§ **Oefeningslijst**:

╭──

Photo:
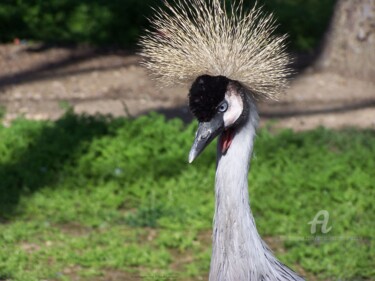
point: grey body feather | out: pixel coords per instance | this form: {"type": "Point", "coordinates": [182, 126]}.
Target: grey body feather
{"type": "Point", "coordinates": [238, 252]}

╰──
╭──

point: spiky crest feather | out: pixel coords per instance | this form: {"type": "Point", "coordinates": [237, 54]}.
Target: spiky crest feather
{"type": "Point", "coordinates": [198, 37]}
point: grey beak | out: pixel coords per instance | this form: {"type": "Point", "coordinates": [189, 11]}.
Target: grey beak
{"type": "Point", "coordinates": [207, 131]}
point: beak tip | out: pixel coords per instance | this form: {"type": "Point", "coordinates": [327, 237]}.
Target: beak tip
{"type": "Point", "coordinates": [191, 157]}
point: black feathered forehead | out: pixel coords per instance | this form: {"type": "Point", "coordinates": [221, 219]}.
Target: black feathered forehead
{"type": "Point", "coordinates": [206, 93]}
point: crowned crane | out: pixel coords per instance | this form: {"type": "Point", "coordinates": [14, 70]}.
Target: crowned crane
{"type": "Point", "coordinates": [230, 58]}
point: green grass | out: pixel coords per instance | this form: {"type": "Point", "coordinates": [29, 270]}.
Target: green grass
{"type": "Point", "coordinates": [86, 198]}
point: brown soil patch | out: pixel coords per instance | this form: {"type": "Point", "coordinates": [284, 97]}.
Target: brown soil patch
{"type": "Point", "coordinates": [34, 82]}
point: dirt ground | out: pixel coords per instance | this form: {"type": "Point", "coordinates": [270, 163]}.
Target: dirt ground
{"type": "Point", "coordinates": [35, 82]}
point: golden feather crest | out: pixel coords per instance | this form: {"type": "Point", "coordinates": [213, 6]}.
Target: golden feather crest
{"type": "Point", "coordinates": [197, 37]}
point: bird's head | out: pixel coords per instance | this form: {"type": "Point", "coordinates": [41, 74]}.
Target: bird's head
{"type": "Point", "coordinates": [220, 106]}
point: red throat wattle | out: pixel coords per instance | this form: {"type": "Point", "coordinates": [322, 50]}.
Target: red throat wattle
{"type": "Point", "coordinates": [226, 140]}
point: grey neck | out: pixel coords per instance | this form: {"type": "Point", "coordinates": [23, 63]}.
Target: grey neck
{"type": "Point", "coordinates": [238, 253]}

╰──

Filter de lijst hierboven alsjeblieft en neem elke regel over die de string "dirt" bevat. Hoofdletters en kleine letters tellen mee.

§ **Resultaat hieronder**:
point: dirt ground | out: pixel coords per instance | this form: {"type": "Point", "coordinates": [270, 163]}.
Target: dirt ground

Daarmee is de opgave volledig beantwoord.